EXERCISE OBJECTIVE: Write out all of the records below word for word, omitting the pictures.

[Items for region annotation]

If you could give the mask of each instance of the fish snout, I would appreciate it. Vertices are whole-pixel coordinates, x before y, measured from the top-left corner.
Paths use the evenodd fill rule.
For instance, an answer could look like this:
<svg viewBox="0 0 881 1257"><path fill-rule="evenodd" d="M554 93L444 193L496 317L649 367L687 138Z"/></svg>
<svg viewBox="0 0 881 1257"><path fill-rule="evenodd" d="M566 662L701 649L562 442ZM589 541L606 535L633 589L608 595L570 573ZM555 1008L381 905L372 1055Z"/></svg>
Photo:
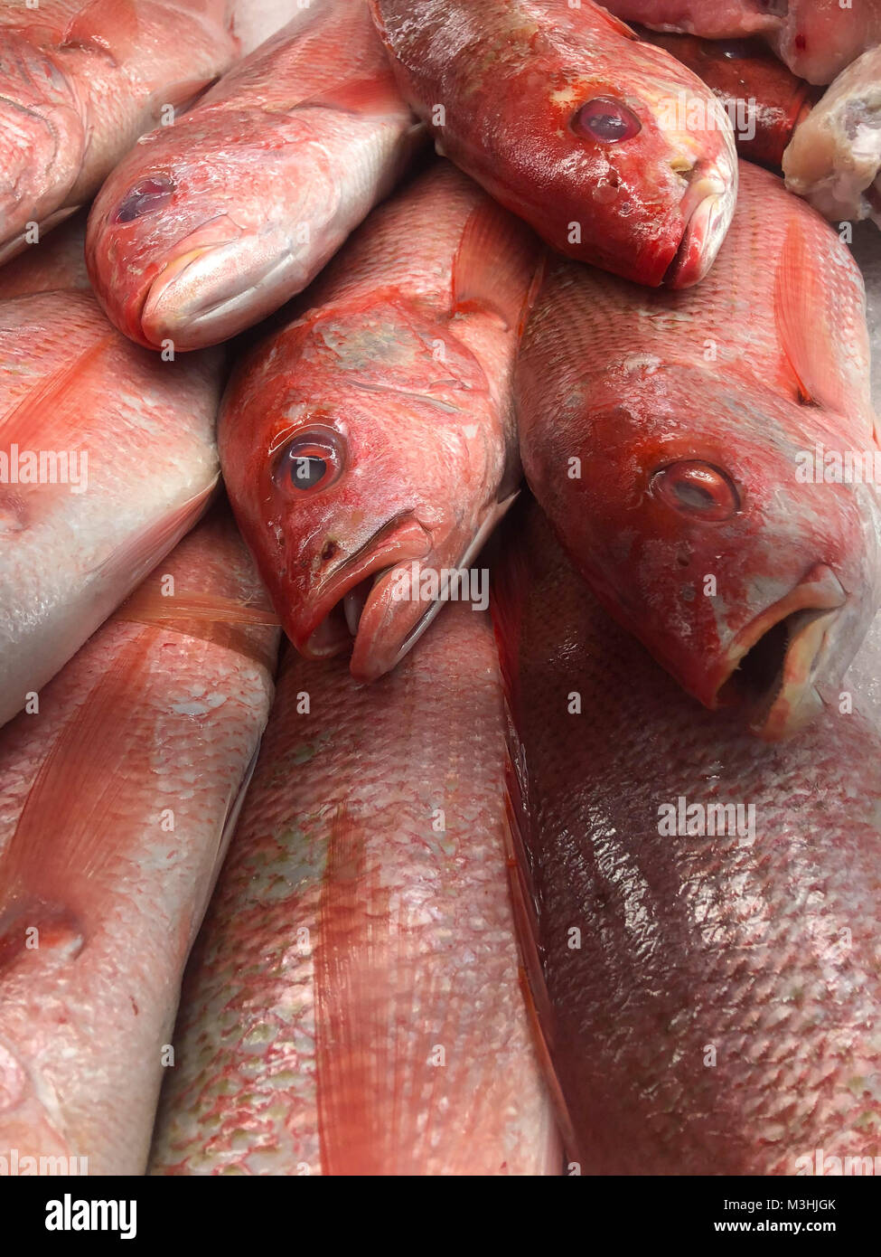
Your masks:
<svg viewBox="0 0 881 1257"><path fill-rule="evenodd" d="M816 564L729 646L710 705L743 708L750 732L765 742L797 733L823 706L818 686L847 602L832 568Z"/></svg>
<svg viewBox="0 0 881 1257"><path fill-rule="evenodd" d="M685 221L682 239L664 278L667 288L690 288L716 260L728 235L738 200L734 141L713 161L699 161L691 171L679 210Z"/></svg>

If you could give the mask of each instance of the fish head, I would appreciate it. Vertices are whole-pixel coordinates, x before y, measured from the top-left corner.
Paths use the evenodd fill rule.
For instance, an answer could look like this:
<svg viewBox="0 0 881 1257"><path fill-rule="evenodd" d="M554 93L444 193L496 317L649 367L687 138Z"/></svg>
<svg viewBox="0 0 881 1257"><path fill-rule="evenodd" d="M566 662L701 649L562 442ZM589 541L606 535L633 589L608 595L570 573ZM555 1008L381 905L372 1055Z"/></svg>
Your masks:
<svg viewBox="0 0 881 1257"><path fill-rule="evenodd" d="M0 48L0 260L31 222L58 221L80 173L87 131L72 79L14 31ZM75 206L67 206L73 212ZM62 215L64 216L64 215Z"/></svg>
<svg viewBox="0 0 881 1257"><path fill-rule="evenodd" d="M706 274L734 215L738 158L728 114L696 75L635 41L613 68L558 70L549 94L517 109L518 138L537 133L544 153L562 251L578 256L578 231L584 260L627 279L687 288Z"/></svg>
<svg viewBox="0 0 881 1257"><path fill-rule="evenodd" d="M442 573L470 564L515 497L499 424L470 351L395 305L353 322L326 308L239 373L221 464L300 654L351 651L363 681L403 657L441 607Z"/></svg>
<svg viewBox="0 0 881 1257"><path fill-rule="evenodd" d="M322 146L328 116L200 109L140 141L87 233L89 275L116 326L151 348L197 349L303 288L346 234Z"/></svg>
<svg viewBox="0 0 881 1257"><path fill-rule="evenodd" d="M836 427L645 356L576 387L539 466L524 450L607 610L685 690L741 708L767 740L838 700L877 605L872 486L804 478Z"/></svg>

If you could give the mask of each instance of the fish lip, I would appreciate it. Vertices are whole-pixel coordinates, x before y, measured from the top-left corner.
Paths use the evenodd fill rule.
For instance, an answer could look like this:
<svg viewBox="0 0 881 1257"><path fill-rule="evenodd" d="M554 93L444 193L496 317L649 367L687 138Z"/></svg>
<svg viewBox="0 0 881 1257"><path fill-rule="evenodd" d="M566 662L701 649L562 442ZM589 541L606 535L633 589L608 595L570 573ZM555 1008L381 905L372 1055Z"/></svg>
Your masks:
<svg viewBox="0 0 881 1257"><path fill-rule="evenodd" d="M362 581L382 578L401 563L420 562L431 553L431 535L407 513L388 520L349 554L322 583L312 615L302 631L290 632L290 640L305 659L329 659L352 645L347 628L333 632L331 615ZM356 635L357 642L357 635Z"/></svg>
<svg viewBox="0 0 881 1257"><path fill-rule="evenodd" d="M706 275L728 235L736 200L736 166L728 176L719 165L695 168L679 206L685 226L679 249L664 275L665 288L691 288Z"/></svg>
<svg viewBox="0 0 881 1257"><path fill-rule="evenodd" d="M180 290L181 280L187 273L192 278L194 269L206 256L211 256L212 265L219 264L219 255L224 250L233 251L238 240L215 240L209 244L194 245L177 254L167 261L158 274L151 279L137 312L141 333L151 344L161 344L162 341L173 339L180 348L201 349L206 344L212 344L216 339L216 324L221 319L211 318L224 307L234 304L241 299L241 293L234 293L217 300L209 302L183 302L177 303L177 309L168 309L170 294ZM222 264L222 259L220 259ZM266 266L265 273L256 277L256 282L266 278L273 266ZM172 298L173 299L173 298ZM206 317L207 316L207 317Z"/></svg>
<svg viewBox="0 0 881 1257"><path fill-rule="evenodd" d="M822 709L813 684L831 628L847 605L847 593L832 568L816 564L785 597L757 616L725 651L710 705L745 705L750 733L765 742L779 742L803 728ZM738 670L747 655L773 630L785 635L773 684L744 700L739 694Z"/></svg>

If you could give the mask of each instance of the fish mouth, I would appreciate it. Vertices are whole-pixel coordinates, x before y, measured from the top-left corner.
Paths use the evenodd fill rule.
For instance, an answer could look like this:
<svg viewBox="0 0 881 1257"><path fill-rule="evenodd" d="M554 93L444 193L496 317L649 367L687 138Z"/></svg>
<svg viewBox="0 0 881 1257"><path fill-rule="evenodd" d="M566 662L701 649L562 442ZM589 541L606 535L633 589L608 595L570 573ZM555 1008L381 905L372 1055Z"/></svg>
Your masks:
<svg viewBox="0 0 881 1257"><path fill-rule="evenodd" d="M846 602L836 574L818 563L734 640L713 705L744 709L750 733L765 742L802 729L822 710L814 683Z"/></svg>
<svg viewBox="0 0 881 1257"><path fill-rule="evenodd" d="M728 175L719 166L708 171L695 168L680 202L685 230L664 287L691 288L706 275L728 235L736 199L736 166Z"/></svg>
<svg viewBox="0 0 881 1257"><path fill-rule="evenodd" d="M327 582L313 615L313 627L300 646L308 659L338 655L349 645L349 671L357 681L376 681L407 655L444 608L450 592L442 572L468 571L519 489L490 505L473 533L454 529L442 549L412 515L378 529ZM422 577L431 573L442 592L426 598ZM293 640L293 639L292 639Z"/></svg>
<svg viewBox="0 0 881 1257"><path fill-rule="evenodd" d="M354 651L376 588L387 585L396 568L422 562L431 549L430 533L412 515L392 519L378 528L323 583L305 632L292 634L300 655L305 659L331 659L349 647ZM402 602L400 606L406 608L410 605ZM375 680L387 669L375 674L369 671L371 675L358 675L357 679Z"/></svg>
<svg viewBox="0 0 881 1257"><path fill-rule="evenodd" d="M229 219L225 224L235 229ZM140 316L142 336L151 344L167 339L181 349L216 344L276 309L292 287L290 253L245 251L238 236L205 240L217 225L212 220L194 233L152 279Z"/></svg>

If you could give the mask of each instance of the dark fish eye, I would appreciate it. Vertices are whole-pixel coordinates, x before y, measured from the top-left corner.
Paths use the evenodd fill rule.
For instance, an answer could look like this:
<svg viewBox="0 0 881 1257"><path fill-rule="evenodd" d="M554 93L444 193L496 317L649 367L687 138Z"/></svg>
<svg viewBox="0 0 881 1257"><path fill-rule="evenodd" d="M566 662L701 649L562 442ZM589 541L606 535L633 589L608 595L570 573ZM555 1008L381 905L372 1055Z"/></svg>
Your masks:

FULL ANSWER:
If you could give the mask of each instance of the fish snout, I would appreciate it. Vertices are whole-pixel coordinates, x before y, measured from the top-left corner.
Paths use the evenodd fill rule.
For instance, an answer could look like this:
<svg viewBox="0 0 881 1257"><path fill-rule="evenodd" d="M554 93L444 193L496 317L649 367L687 138Z"/></svg>
<svg viewBox="0 0 881 1257"><path fill-rule="evenodd" d="M566 662L701 649L562 442ZM589 541L606 535L633 589L608 595L570 573ZM555 1008L381 905L372 1055Z"/></svg>
Photo:
Your masks:
<svg viewBox="0 0 881 1257"><path fill-rule="evenodd" d="M816 564L729 646L710 705L743 708L750 732L765 742L797 733L823 706L818 686L847 602L832 568Z"/></svg>
<svg viewBox="0 0 881 1257"><path fill-rule="evenodd" d="M685 221L682 239L664 278L667 288L690 288L716 260L728 235L738 200L734 141L713 161L699 161L691 171L679 210Z"/></svg>

If you could give the mask of each instance of the fish head, I would appreciate it. Vertices are whole-pixel coordinates, x before y, measured from the top-left corner.
Paths use the evenodd fill rule.
For instance, an answer could look like this:
<svg viewBox="0 0 881 1257"><path fill-rule="evenodd" d="M554 93L444 193L496 317L649 367L687 138Z"/></svg>
<svg viewBox="0 0 881 1257"><path fill-rule="evenodd" d="M566 662L701 649L562 442ZM589 541L606 535L633 589L608 595L570 573ZM555 1008L381 905L372 1055Z"/></svg>
Your masks:
<svg viewBox="0 0 881 1257"><path fill-rule="evenodd" d="M0 48L0 260L31 222L58 221L80 173L87 131L72 79L14 31ZM75 206L67 206L73 212ZM62 215L64 216L64 215Z"/></svg>
<svg viewBox="0 0 881 1257"><path fill-rule="evenodd" d="M706 274L734 215L738 158L728 114L696 75L635 41L613 68L558 70L549 94L517 109L518 138L537 133L544 153L562 251L578 256L578 231L584 260L627 279L687 288Z"/></svg>
<svg viewBox="0 0 881 1257"><path fill-rule="evenodd" d="M442 573L470 564L515 497L499 424L470 351L395 305L353 322L326 308L239 373L221 464L300 654L351 651L363 681L403 657L441 607Z"/></svg>
<svg viewBox="0 0 881 1257"><path fill-rule="evenodd" d="M322 146L328 116L200 109L140 141L87 233L89 275L116 326L151 348L197 349L303 288L346 234Z"/></svg>
<svg viewBox="0 0 881 1257"><path fill-rule="evenodd" d="M836 427L645 356L576 387L539 466L524 450L607 610L685 690L741 708L767 740L838 700L877 605L872 486L804 478Z"/></svg>

If you could give the mask of each instance of the fish lip, I would appreciate it. Vertices are whole-pixel coordinates, x before y, measured from the top-left corner.
Paths use the evenodd fill rule.
For instance, an answer could look like this:
<svg viewBox="0 0 881 1257"><path fill-rule="evenodd" d="M554 93L444 193L496 317L649 367L687 138Z"/></svg>
<svg viewBox="0 0 881 1257"><path fill-rule="evenodd" d="M566 662L701 649L562 442ZM589 541L606 535L633 589L608 595L570 573ZM555 1008L381 905L372 1055Z"/></svg>
Your masks:
<svg viewBox="0 0 881 1257"><path fill-rule="evenodd" d="M362 581L382 578L401 563L420 562L431 553L431 535L407 513L388 520L349 554L322 583L312 615L302 631L290 632L290 640L305 659L329 659L352 645L347 628L333 632L331 615ZM356 635L357 642L357 635Z"/></svg>
<svg viewBox="0 0 881 1257"><path fill-rule="evenodd" d="M706 275L728 235L736 200L736 166L728 176L719 165L695 168L679 206L685 226L679 249L664 275L665 288L691 288Z"/></svg>
<svg viewBox="0 0 881 1257"><path fill-rule="evenodd" d="M180 290L181 280L187 273L192 278L194 269L206 256L211 256L212 265L219 264L219 255L224 250L233 251L238 240L215 240L209 244L194 245L177 254L167 261L158 274L151 279L137 312L141 333L151 344L161 344L162 341L173 339L180 348L201 349L206 344L212 344L216 339L216 324L221 319L211 318L224 307L234 304L241 299L241 293L234 293L217 300L209 302L183 302L177 303L177 309L168 309L170 294ZM222 264L222 259L220 259ZM266 266L265 273L256 277L256 282L266 278L273 266ZM172 298L173 299L173 298ZM206 317L207 316L207 317Z"/></svg>
<svg viewBox="0 0 881 1257"><path fill-rule="evenodd" d="M822 709L813 684L831 628L847 605L847 593L832 568L816 564L785 597L757 616L725 651L710 705L745 705L750 733L765 742L779 742L803 728ZM738 670L747 655L773 630L785 635L773 684L744 700L739 694Z"/></svg>

If you could give the mask of each instance of the fish mouth, I would appreciate it. Vertices are whole-pixel coordinates, x before y, measured from the top-left corner.
Paths use the evenodd fill rule.
For instance, an answer could look like this:
<svg viewBox="0 0 881 1257"><path fill-rule="evenodd" d="M554 93L444 193L496 317L649 367L687 138Z"/></svg>
<svg viewBox="0 0 881 1257"><path fill-rule="evenodd" d="M566 662L701 649L562 442ZM589 541L606 535L633 589L608 595L570 573ZM555 1008L381 905L372 1055Z"/></svg>
Your masks:
<svg viewBox="0 0 881 1257"><path fill-rule="evenodd" d="M846 602L836 574L818 563L734 640L713 705L744 709L750 733L765 742L802 729L822 710L814 683Z"/></svg>
<svg viewBox="0 0 881 1257"><path fill-rule="evenodd" d="M728 175L719 166L708 171L695 168L680 202L685 230L664 287L691 288L706 275L728 235L736 199L736 166Z"/></svg>
<svg viewBox="0 0 881 1257"><path fill-rule="evenodd" d="M327 582L313 615L313 627L300 646L308 659L338 655L349 645L349 671L357 681L376 681L407 655L444 608L450 592L442 572L468 571L519 489L490 505L473 533L454 529L442 549L412 515L378 529ZM422 577L431 573L442 592L426 598ZM293 640L293 639L292 639Z"/></svg>
<svg viewBox="0 0 881 1257"><path fill-rule="evenodd" d="M354 651L376 588L387 585L396 568L422 562L431 549L430 533L412 515L392 519L378 528L323 583L305 632L292 634L300 655L305 659L331 659L349 647ZM402 602L400 606L406 608L410 605ZM375 680L387 669L375 674L369 671L371 675L358 675L357 679Z"/></svg>
<svg viewBox="0 0 881 1257"><path fill-rule="evenodd" d="M229 219L225 224L235 229ZM140 316L142 336L151 344L167 339L181 349L216 344L276 309L292 287L290 253L245 251L238 236L205 240L217 225L212 220L194 233L152 279Z"/></svg>

If you could give the mask of each instance of the dark fish eye, I would appreciate it. Vertices are whole-pixel coordinates, x before y, measured from the top-left corner.
Paths use the evenodd fill rule.
For instance, an answer could look like this:
<svg viewBox="0 0 881 1257"><path fill-rule="evenodd" d="M554 93L444 193L496 317L649 367L687 138Z"/></svg>
<svg viewBox="0 0 881 1257"><path fill-rule="evenodd" d="M566 662L701 649L562 442ZM589 541L606 535L633 589L608 595L570 573ZM555 1008L381 905L372 1055Z"/></svg>
Your masks:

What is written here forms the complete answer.